The exercise - Scale the records below by copying every line, requests included. In each point listed after a "Target:" line, multiply both coordinates by 2.3 and round to whole numbers with halves rounding up; keep the sample points beneath each request unchanged.

Records -
## Begin

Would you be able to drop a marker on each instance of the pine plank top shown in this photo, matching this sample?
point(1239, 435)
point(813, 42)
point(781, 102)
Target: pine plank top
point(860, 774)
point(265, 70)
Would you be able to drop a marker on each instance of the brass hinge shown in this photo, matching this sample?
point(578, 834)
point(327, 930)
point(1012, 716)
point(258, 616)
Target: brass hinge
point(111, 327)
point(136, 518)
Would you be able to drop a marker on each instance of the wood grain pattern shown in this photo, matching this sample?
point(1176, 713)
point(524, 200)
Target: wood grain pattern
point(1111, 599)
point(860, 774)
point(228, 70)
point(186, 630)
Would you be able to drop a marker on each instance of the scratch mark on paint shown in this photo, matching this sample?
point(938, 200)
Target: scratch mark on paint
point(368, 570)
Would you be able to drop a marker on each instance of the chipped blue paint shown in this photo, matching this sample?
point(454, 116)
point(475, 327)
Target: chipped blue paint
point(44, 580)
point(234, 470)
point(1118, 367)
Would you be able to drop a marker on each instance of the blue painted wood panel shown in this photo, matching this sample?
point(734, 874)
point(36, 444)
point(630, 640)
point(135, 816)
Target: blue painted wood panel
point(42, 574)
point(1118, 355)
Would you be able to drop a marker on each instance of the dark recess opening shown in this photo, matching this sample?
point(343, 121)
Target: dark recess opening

## End

Task answer -
Would you be able to drop a marker on each instance of the pine plank top shown in this photo, matching this sample?
point(1239, 435)
point(813, 42)
point(781, 102)
Target: pine plank top
point(1978, 1780)
point(610, 161)
Would you be able to drop a marker on each instance of the brass hinge shown in this photo, matching this sample?
point(578, 834)
point(327, 930)
point(1012, 716)
point(258, 616)
Target: brass hinge
point(255, 752)
point(313, 1191)
Would you be able to drop a marker on each instance of the wood grain pattern shown in this photo, matching this sample?
point(1176, 713)
point(524, 200)
Target: wood grain pattern
point(2555, 1378)
point(1978, 1780)
point(524, 161)
point(428, 1449)
Would you be able to drop a marker on each instance of the scratch mark on paint shown in this photo, matching this sample?
point(938, 200)
Target: scratch mark on paint
point(846, 1311)
Would you be able to drop a marker on each instance of the chipped blue paint shown in this photo, matching this sample?
point(454, 116)
point(475, 327)
Target: chipped blue paint
point(101, 1334)
point(538, 1081)
point(2571, 844)
Would you be able to drop a marker on each instance of the blue painted wood panel shown in this photo, matching this sample?
point(734, 874)
point(36, 444)
point(630, 640)
point(135, 816)
Target: blue painted wood panel
point(97, 1320)
point(2571, 817)
Would you be able to drop a marker on each instance of the dark recess opening shown in this photo, matching this sample?
point(343, 121)
Target: dark recess opening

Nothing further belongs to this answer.